| WHAT YOU WILL DO |
Transcribe the stretch of the toilet training passage from "The physical signs" through "where they belong?", keeping every word and mark unchanged.

| PASSAGE SHOWN |
'''
When Should You Start Toilet Training?
A recent New York Times article, “How Do You Start Potty Training” by Dina DiMaggio, got me thinking about what is often the first behavioral challenge that parents face with very young children. It isn't just the questions of "how to toilet train" but at "what age to start training" that baffles most moms and dads.
If you check the literature, there is quite an age range for when to start. Most experts, including the American Academy of Pediatrics, advise parents to assess signs of readiness for toilet use before beginning to toilet train... but what are those signs of readiness?
The milestones that indicate a child is ready fall into three categories: physical, cognitive, and emotional.
The physical signs are the easiest to assess. Can your child walk and run continuously? Do they have regular, well-formed bowel movements? Have bladder muscles developed enough to hold urine for more extended "dry" periods? Can your child pull their pants up and down? (no fancy belts, suspenders or overalls can help on this one). Does he or she dislike the feeling of a wet or dirty diaper or underwear?
Cognitive signs are straightforward, as well. Does your child have words like "pee-pee" and "poopy"? Are they able to comprehend and follow simple instructions such as, "sit on the potty"? Do they understand what it means to put things where they belong?
And finally, are the following emotional milestones in place? Is your child interested in your bathroom habits? Do they want to try it too, or do they show resistance to sitting on the potty? Are they cooperative in general, or are they in a particularly negative oppositional phase? Do they display a desire for independence? Are they proud of their accomplishments?
Not all of these signs need to be in place, all the time, but most of them are essential for ultimate success.
In the meantime, there are lots of children's books that you can read to your child that help prepare them cognitively and emotionally. My personal favorite is the classic, Once Upon A Potty, by Alona Frankel.
Good luck, and don't get too discouraged. If your child is ready, the process - even though there may be lots of accidents along the way - will go fairly quickly.
'''
(Region pointing data)
'''
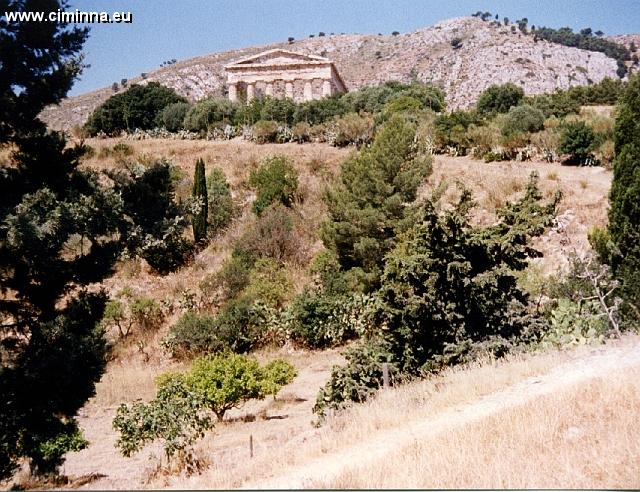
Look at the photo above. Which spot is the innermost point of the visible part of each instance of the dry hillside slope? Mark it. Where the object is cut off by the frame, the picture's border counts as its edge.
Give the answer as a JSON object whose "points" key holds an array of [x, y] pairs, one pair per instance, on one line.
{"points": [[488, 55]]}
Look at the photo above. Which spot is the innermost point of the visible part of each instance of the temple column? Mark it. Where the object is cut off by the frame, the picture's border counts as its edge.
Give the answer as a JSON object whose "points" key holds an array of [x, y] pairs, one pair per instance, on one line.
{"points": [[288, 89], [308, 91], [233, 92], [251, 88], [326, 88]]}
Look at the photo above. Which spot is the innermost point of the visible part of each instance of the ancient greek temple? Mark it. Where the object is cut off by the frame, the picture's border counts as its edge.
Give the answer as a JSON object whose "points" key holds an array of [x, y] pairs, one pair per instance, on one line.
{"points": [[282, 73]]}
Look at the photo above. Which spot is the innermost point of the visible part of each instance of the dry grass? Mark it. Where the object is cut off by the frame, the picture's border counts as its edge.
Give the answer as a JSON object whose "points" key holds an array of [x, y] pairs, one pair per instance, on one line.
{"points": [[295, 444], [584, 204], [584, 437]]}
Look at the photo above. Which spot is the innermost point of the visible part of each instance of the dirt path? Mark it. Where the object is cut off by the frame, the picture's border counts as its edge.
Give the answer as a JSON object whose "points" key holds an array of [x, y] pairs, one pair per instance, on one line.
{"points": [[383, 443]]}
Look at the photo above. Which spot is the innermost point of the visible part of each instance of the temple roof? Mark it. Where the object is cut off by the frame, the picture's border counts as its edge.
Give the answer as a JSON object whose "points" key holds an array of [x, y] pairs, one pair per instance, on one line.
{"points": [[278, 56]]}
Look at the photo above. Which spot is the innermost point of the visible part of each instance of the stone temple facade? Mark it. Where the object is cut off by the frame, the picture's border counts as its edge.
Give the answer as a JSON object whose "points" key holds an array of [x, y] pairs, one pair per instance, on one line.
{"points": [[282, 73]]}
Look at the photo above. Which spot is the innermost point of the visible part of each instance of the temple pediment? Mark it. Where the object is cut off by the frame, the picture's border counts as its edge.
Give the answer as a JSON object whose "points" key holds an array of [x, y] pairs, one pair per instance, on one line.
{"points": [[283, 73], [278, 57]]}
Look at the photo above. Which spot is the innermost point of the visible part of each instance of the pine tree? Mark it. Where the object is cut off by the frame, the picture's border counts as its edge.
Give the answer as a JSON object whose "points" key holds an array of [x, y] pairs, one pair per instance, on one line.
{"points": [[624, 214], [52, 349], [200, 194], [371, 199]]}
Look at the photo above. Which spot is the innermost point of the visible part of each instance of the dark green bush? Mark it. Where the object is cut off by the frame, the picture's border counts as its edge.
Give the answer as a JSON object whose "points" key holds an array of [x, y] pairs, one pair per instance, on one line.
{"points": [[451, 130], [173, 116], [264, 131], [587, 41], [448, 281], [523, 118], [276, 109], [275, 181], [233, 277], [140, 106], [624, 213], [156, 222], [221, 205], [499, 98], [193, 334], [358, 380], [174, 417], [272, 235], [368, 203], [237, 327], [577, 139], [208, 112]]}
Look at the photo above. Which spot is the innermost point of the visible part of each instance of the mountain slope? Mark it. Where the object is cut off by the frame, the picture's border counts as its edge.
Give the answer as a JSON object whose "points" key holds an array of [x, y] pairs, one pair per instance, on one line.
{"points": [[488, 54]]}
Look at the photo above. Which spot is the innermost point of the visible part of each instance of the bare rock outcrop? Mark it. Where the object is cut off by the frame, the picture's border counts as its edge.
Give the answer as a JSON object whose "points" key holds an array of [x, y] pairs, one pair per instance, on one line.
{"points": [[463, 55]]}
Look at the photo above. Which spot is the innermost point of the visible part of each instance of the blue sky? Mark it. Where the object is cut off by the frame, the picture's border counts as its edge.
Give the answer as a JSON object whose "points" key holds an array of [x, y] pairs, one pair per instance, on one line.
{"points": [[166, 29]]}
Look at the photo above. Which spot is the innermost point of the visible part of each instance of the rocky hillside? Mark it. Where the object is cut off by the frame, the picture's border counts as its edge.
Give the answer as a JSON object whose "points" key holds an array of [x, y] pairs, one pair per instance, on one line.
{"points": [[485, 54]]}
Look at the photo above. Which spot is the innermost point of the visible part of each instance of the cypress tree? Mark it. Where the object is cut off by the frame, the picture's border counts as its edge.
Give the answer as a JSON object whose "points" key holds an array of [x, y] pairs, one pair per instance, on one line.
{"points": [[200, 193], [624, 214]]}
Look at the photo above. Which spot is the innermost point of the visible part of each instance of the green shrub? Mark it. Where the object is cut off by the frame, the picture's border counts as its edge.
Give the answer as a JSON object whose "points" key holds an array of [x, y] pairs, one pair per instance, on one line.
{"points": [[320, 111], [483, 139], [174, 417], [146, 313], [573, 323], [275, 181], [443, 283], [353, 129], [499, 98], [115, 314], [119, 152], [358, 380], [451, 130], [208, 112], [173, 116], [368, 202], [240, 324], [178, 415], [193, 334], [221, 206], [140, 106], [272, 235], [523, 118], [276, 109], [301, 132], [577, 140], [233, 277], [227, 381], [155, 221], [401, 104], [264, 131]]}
'''
'''
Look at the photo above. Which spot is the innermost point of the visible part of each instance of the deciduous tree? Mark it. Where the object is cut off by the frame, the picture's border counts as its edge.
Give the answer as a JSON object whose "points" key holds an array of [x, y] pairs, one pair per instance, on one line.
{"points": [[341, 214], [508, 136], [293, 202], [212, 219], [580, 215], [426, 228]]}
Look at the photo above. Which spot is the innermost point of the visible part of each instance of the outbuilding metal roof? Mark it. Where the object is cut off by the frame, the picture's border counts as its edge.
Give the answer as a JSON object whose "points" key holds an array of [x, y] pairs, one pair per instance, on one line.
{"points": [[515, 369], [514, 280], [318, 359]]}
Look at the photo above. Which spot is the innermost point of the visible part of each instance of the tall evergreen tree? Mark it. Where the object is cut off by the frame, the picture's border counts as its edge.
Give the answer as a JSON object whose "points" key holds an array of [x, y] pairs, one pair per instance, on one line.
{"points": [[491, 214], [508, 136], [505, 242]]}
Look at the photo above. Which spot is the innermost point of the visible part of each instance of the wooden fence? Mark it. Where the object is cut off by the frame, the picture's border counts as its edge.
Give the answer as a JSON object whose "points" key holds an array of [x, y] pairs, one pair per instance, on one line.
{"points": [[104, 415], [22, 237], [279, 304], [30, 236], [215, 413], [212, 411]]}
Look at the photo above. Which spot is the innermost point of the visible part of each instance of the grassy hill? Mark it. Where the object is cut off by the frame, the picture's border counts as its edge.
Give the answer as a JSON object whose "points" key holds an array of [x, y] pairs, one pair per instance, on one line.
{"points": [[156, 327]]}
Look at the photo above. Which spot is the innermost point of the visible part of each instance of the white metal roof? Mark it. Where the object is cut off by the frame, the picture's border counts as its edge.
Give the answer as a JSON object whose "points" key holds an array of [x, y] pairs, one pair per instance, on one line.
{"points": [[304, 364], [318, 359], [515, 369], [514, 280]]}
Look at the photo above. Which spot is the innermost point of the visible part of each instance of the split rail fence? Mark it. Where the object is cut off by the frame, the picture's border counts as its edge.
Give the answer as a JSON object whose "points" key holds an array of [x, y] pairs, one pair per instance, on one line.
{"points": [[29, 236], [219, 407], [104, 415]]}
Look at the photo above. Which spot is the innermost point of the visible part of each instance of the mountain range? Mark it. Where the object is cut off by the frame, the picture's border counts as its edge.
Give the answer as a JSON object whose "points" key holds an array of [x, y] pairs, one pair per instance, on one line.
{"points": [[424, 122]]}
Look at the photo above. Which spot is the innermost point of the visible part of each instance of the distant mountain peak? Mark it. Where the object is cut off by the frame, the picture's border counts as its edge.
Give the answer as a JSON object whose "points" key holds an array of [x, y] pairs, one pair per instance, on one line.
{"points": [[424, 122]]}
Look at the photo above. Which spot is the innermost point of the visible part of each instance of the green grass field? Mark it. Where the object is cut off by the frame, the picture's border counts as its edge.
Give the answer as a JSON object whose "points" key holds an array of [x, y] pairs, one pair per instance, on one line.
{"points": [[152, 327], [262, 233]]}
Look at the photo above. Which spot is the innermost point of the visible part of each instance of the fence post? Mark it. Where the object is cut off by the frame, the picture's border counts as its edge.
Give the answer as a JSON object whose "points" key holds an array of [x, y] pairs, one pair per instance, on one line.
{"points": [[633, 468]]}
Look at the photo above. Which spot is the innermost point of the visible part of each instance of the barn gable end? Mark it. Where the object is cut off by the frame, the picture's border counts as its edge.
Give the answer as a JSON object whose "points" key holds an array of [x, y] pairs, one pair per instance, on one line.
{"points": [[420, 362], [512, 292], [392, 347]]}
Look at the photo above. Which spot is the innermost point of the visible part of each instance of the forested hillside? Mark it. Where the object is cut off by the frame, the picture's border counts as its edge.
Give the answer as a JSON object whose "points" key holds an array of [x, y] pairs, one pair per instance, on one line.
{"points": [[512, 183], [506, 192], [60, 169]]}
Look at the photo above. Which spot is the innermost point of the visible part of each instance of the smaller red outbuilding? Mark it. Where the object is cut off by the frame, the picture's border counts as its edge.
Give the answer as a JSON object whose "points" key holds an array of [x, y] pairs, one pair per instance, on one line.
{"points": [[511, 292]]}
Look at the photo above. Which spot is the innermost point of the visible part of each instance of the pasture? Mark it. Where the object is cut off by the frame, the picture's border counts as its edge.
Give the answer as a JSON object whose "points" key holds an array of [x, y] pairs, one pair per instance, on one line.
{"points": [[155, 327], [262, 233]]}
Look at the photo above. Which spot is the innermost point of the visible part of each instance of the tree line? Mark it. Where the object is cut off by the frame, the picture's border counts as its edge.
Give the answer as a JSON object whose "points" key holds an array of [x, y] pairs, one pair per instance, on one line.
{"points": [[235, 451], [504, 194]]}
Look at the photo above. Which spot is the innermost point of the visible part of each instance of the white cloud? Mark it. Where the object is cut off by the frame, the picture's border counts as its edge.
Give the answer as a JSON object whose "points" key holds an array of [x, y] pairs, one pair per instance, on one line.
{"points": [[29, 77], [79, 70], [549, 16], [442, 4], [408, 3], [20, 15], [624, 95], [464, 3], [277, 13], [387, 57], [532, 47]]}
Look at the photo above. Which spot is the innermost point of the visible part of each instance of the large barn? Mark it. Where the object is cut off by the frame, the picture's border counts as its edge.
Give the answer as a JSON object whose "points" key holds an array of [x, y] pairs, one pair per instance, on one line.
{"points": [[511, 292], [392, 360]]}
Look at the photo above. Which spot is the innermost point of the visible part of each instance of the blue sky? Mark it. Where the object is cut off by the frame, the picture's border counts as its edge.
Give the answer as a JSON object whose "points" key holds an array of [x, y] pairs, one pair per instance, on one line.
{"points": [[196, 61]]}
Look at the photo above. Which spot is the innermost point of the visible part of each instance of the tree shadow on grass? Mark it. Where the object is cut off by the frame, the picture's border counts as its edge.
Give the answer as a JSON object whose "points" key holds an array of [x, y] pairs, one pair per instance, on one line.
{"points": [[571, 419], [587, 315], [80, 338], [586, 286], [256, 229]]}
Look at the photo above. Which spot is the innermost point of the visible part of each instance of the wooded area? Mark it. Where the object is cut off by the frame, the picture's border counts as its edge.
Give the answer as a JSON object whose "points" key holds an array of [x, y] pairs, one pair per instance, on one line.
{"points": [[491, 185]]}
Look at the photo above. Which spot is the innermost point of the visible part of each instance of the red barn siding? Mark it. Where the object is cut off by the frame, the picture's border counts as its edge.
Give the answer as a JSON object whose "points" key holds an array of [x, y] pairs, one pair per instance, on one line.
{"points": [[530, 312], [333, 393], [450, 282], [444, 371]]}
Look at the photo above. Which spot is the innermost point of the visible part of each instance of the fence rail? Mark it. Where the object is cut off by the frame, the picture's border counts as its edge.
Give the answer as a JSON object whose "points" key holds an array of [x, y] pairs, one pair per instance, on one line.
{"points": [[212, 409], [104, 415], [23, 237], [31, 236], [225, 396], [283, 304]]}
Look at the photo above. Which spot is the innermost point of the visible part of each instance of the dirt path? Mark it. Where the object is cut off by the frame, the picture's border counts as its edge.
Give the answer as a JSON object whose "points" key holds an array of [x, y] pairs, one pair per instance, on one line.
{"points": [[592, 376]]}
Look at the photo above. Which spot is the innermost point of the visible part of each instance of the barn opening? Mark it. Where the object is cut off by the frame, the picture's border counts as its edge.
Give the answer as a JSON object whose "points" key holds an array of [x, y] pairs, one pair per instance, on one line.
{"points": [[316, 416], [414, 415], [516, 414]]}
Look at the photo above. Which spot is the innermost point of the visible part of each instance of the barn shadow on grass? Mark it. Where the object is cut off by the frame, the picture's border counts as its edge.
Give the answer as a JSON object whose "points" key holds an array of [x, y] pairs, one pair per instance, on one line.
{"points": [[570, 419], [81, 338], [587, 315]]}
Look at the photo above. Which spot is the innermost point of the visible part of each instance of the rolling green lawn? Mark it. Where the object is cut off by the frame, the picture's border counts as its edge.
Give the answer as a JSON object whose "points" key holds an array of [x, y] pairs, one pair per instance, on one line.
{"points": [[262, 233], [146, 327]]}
'''
| RESULT |
The physical signs are the easiest to assess. Can your child walk and run continuously? Do they have regular, well-formed bowel movements? Have bladder muscles developed enough to hold urine for more extended "dry" periods? Can your child pull their pants up and down? (no fancy belts, suspenders or overalls can help on this one). Does he or she dislike the feeling of a wet or dirty diaper or underwear?
Cognitive signs are straightforward, as well. Does your child have words like "pee-pee" and "poopy"? Are they able to comprehend and follow simple instructions such as, "sit on the potty"? Do they understand what it means to put things where they belong?